— start Records shown —

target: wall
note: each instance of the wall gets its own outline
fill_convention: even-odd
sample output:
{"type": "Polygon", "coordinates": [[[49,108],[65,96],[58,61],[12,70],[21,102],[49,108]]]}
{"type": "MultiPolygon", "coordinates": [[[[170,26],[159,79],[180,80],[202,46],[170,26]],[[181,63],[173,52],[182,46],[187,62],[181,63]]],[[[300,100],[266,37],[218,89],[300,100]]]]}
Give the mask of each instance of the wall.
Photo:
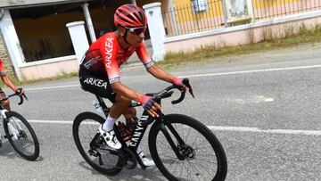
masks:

— end Records shown —

What the exercise asks —
Can you reproduce every line of the records above verbatim, omitting the pictures?

Expected output —
target: wall
note: each instance of the wall gets its own outline
fill_convention: even-odd
sample output:
{"type": "Polygon", "coordinates": [[[49,108],[65,96],[58,61],[12,70],[21,102],[49,108]]]}
{"type": "MultiPolygon", "coordinates": [[[[170,26],[159,79],[180,80],[202,46],[170,26]],[[181,63],[173,52],[182,46],[187,62],[181,63]]],[[[300,100],[266,37],[218,89],[300,100]]]]}
Give the mask of each instance of the wall.
Photo:
masks:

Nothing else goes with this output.